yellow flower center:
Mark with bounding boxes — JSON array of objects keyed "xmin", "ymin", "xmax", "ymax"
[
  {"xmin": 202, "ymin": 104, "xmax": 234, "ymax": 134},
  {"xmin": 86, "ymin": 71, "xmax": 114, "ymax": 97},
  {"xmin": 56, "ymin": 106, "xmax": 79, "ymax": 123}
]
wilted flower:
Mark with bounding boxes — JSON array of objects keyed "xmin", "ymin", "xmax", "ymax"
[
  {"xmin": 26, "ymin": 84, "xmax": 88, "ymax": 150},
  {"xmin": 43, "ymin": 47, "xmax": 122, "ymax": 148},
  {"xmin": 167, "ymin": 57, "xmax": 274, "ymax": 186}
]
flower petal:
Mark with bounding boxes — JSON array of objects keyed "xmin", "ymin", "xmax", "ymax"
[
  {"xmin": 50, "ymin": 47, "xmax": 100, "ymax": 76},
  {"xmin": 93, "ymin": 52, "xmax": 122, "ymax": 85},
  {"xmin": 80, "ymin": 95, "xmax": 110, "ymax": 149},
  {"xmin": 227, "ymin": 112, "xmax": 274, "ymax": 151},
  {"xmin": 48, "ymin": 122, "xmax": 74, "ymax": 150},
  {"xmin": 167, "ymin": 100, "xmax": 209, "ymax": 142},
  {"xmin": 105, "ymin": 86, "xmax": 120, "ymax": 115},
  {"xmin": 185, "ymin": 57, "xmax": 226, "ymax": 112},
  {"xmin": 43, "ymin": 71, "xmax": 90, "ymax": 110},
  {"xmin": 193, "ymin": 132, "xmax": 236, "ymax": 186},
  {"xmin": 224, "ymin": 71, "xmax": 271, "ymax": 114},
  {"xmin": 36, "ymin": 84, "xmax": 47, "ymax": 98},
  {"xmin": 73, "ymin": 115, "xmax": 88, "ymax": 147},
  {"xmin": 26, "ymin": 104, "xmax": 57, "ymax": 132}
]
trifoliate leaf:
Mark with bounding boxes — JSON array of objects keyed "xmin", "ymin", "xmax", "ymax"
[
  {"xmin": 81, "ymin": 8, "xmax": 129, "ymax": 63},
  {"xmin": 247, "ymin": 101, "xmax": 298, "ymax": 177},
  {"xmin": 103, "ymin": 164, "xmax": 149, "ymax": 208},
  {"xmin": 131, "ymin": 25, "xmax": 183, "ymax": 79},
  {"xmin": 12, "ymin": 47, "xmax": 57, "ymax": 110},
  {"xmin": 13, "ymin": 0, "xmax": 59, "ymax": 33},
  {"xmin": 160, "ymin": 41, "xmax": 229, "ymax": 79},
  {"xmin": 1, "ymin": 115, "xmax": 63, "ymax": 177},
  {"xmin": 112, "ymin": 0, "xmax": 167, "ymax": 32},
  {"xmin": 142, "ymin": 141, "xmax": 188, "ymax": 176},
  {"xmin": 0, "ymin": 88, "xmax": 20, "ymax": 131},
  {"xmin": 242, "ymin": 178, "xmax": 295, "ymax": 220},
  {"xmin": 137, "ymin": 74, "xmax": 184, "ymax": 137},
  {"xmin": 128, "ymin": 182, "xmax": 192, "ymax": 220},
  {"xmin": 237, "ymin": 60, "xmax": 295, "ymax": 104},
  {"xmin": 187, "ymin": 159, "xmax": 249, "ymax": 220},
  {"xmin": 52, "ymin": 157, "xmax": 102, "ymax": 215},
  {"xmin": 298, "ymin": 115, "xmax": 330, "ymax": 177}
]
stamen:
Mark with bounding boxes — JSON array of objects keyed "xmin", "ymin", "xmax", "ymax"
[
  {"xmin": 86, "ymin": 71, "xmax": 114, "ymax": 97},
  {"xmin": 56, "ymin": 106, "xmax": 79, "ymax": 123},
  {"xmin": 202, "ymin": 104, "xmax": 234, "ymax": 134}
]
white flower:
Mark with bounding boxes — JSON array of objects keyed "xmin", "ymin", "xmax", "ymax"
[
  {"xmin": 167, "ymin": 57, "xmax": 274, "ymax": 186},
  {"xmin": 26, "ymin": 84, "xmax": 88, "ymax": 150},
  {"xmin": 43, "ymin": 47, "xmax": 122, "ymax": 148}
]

Exercise description.
Filter the data above by the word "flower" and copy every line that matches.

Output for this task.
yellow flower center:
wilted flower:
flower petal:
white flower:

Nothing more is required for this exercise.